---- Given records

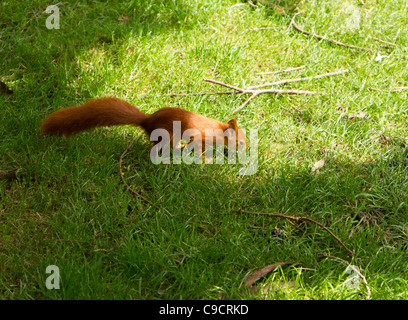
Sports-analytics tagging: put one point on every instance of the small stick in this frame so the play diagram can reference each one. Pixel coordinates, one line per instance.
(386, 42)
(281, 71)
(299, 79)
(254, 93)
(281, 215)
(292, 23)
(393, 90)
(123, 179)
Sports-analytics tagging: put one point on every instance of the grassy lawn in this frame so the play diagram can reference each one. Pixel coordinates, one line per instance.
(70, 208)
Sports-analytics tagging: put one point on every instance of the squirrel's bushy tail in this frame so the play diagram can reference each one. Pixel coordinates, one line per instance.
(99, 112)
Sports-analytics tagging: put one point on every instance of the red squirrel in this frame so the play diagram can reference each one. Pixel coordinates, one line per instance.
(101, 112)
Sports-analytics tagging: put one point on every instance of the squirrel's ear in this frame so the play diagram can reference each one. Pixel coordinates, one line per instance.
(233, 124)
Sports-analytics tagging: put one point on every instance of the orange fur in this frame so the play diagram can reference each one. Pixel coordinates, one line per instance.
(113, 111)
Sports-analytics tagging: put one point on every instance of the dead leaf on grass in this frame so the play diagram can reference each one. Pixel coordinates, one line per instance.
(257, 274)
(359, 115)
(316, 167)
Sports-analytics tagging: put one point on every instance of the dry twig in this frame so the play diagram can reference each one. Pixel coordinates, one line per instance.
(297, 80)
(281, 71)
(254, 93)
(294, 25)
(398, 89)
(385, 42)
(296, 218)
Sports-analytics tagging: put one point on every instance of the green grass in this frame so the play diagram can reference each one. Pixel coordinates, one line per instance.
(71, 209)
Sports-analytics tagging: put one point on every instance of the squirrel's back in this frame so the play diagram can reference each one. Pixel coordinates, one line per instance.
(113, 111)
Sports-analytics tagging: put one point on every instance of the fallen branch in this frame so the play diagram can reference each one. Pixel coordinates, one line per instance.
(295, 218)
(123, 179)
(294, 25)
(398, 89)
(281, 71)
(254, 93)
(382, 41)
(299, 79)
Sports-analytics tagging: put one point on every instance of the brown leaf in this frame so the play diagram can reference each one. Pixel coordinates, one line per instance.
(4, 89)
(319, 164)
(360, 115)
(257, 274)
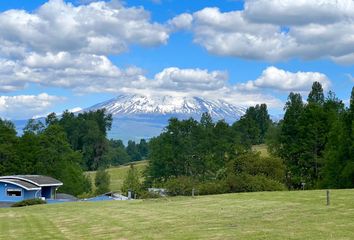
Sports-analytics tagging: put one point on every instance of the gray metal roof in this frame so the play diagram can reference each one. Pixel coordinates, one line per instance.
(20, 183)
(37, 180)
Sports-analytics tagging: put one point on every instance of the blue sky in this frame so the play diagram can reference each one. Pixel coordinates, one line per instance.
(57, 55)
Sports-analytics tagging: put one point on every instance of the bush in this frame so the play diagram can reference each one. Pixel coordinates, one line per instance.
(102, 181)
(29, 202)
(180, 186)
(212, 187)
(249, 183)
(147, 194)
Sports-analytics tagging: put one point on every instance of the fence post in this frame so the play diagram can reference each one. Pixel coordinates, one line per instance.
(328, 200)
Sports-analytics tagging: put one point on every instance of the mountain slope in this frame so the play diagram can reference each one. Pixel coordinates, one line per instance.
(137, 116)
(138, 104)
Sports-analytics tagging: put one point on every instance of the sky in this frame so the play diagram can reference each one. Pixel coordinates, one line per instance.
(57, 55)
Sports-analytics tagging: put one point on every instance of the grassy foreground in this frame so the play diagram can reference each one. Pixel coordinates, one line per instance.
(264, 215)
(118, 174)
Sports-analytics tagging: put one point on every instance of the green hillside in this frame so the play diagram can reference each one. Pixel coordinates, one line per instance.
(118, 174)
(262, 215)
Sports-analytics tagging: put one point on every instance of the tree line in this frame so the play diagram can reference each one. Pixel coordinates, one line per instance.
(65, 147)
(311, 147)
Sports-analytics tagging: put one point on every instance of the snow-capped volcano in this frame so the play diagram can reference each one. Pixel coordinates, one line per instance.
(136, 116)
(125, 105)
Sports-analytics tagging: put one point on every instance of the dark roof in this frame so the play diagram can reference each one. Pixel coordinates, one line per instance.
(21, 183)
(37, 180)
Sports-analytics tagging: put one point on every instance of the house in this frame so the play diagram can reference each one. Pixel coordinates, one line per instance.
(21, 187)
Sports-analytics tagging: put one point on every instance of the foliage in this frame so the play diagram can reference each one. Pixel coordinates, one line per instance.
(181, 185)
(314, 139)
(190, 148)
(254, 125)
(29, 202)
(86, 133)
(44, 152)
(102, 181)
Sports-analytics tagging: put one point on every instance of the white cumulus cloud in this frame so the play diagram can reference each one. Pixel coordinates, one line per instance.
(281, 80)
(95, 28)
(26, 106)
(279, 30)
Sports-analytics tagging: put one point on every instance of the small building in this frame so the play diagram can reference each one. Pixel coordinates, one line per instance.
(22, 187)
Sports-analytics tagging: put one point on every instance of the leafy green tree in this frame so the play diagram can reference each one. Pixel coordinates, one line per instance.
(143, 148)
(102, 181)
(254, 125)
(8, 143)
(133, 151)
(116, 154)
(87, 133)
(290, 139)
(338, 171)
(34, 126)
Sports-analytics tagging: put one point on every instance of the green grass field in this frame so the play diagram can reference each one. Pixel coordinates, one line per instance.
(118, 174)
(264, 215)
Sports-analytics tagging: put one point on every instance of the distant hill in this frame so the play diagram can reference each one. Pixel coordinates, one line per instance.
(137, 116)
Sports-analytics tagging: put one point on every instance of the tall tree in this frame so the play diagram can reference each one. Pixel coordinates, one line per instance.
(316, 95)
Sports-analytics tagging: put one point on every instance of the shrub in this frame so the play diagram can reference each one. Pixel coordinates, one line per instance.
(180, 186)
(212, 187)
(29, 202)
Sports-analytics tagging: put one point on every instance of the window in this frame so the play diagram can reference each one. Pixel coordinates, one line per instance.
(14, 192)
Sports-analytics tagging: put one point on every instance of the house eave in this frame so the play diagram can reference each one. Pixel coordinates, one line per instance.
(19, 185)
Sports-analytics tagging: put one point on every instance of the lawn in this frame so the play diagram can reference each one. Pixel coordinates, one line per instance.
(118, 174)
(263, 215)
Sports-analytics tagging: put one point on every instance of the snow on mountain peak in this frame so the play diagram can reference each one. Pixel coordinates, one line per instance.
(139, 104)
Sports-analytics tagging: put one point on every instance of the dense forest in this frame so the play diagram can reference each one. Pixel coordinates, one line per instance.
(311, 147)
(64, 147)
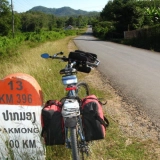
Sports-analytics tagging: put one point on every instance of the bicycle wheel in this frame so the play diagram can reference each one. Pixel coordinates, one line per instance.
(74, 144)
(82, 89)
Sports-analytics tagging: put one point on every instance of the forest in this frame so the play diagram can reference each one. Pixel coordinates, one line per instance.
(127, 15)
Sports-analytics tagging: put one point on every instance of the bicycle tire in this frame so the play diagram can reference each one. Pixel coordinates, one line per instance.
(74, 144)
(82, 89)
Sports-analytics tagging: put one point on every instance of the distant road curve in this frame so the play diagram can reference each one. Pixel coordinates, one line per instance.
(132, 71)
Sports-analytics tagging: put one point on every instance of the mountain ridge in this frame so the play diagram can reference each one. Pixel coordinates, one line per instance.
(63, 11)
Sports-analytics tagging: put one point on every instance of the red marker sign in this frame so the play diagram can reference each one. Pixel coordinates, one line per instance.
(20, 117)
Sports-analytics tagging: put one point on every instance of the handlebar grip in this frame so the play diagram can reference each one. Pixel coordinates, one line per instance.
(95, 64)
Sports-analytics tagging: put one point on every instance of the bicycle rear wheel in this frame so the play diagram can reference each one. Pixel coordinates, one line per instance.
(82, 89)
(74, 144)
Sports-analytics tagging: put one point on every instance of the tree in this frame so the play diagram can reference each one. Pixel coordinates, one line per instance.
(5, 18)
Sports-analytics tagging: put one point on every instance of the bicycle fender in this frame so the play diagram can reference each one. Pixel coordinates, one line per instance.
(70, 122)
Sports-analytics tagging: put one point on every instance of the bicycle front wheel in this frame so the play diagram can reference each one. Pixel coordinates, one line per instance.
(74, 144)
(82, 90)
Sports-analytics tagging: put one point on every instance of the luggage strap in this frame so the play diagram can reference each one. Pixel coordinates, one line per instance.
(95, 99)
(104, 122)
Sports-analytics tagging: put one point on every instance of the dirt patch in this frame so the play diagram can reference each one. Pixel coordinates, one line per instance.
(131, 121)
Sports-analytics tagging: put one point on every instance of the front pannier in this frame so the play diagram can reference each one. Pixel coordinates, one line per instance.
(52, 123)
(93, 119)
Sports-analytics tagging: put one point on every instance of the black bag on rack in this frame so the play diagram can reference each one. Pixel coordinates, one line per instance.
(52, 123)
(82, 56)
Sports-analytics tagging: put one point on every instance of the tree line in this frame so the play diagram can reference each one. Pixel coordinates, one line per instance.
(122, 15)
(36, 21)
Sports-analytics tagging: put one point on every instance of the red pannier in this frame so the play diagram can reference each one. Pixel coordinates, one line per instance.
(93, 119)
(52, 123)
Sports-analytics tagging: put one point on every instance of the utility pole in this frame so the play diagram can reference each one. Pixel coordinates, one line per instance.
(12, 19)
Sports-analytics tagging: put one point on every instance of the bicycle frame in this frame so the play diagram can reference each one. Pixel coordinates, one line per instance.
(74, 134)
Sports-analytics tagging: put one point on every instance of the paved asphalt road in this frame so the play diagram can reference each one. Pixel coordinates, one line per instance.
(134, 72)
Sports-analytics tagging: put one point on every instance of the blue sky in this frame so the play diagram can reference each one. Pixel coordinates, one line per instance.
(87, 5)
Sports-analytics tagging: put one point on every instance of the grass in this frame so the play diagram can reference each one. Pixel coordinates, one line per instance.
(115, 146)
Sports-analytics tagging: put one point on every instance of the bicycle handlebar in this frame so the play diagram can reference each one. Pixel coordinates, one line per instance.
(65, 59)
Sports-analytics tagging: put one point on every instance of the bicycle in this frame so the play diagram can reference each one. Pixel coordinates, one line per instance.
(74, 134)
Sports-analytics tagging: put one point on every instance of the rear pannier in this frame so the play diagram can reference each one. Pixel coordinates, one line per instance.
(52, 123)
(93, 119)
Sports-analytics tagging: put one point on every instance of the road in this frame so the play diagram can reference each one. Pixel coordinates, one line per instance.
(133, 72)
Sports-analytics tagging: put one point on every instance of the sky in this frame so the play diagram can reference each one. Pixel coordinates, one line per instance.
(86, 5)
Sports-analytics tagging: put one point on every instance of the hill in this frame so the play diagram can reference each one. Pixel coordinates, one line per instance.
(64, 11)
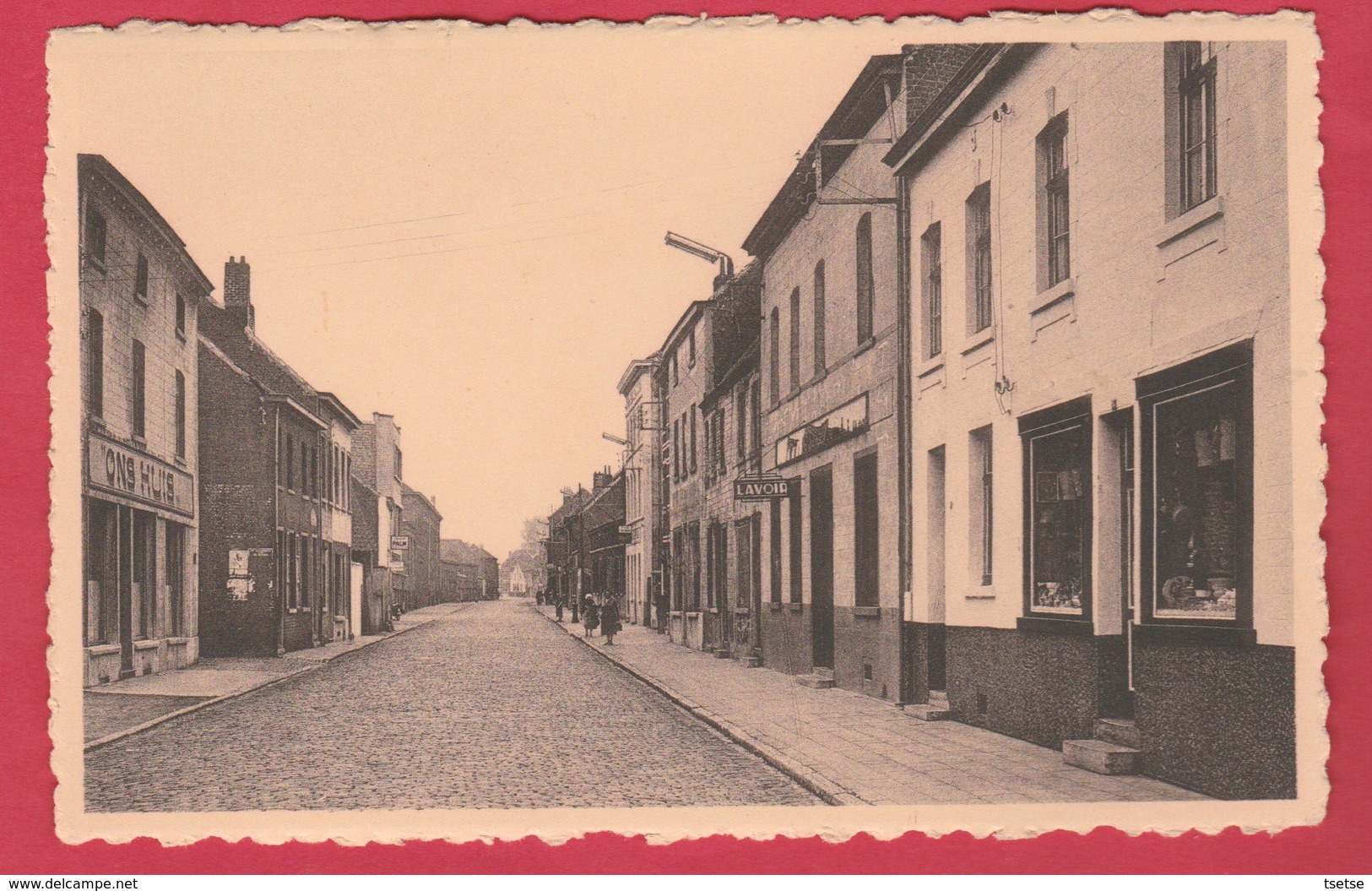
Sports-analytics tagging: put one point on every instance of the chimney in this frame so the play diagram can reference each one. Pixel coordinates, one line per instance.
(237, 290)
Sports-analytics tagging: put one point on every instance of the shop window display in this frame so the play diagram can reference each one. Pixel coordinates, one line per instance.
(1060, 513)
(1196, 504)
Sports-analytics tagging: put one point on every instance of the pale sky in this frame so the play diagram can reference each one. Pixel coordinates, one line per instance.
(464, 227)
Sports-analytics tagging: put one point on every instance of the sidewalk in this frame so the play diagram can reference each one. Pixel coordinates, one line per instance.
(855, 750)
(111, 711)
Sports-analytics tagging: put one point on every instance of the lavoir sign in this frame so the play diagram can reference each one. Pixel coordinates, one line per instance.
(764, 487)
(114, 469)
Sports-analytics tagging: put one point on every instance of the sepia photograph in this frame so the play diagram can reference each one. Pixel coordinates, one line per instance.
(706, 426)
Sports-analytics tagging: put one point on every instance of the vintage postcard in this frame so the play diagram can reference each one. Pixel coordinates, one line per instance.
(686, 427)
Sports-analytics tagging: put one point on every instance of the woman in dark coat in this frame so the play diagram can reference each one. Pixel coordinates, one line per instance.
(590, 616)
(610, 619)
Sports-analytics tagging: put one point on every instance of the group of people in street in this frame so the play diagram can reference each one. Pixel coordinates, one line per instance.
(599, 612)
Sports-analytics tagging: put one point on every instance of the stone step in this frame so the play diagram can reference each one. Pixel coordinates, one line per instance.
(928, 711)
(1099, 757)
(1119, 731)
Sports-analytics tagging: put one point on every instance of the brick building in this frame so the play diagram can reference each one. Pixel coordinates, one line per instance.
(140, 296)
(643, 492)
(377, 463)
(1099, 291)
(832, 410)
(420, 524)
(682, 381)
(274, 562)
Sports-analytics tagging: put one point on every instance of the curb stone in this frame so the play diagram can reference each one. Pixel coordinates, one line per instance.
(147, 725)
(827, 790)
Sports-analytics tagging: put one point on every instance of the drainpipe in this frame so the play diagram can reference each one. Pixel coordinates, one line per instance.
(904, 410)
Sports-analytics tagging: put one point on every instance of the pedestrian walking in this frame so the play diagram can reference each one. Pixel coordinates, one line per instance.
(610, 621)
(590, 616)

--------

What you have to do: Find the line with "of the curb" in the listing above, then write out that line and each remaining line exactly, with no other text.

Answer to the task:
Sports-analytics tagging: put one point on every instance of the curb stone in this frame so the play diagram can reference each one. Pixel coordinates, one line per instance.
(147, 725)
(827, 790)
Sports-analytics tagging: put one point on every instance of the drainpipe in this frame so the play diagram can reference each one. Pixel coordinates, one line per instance.
(904, 410)
Sports-analytics tagging: put one point on every instance of the pedestrian walking in this frame so the play diagram can reference each one. Pixel coordinates, one line per instance.
(610, 621)
(590, 616)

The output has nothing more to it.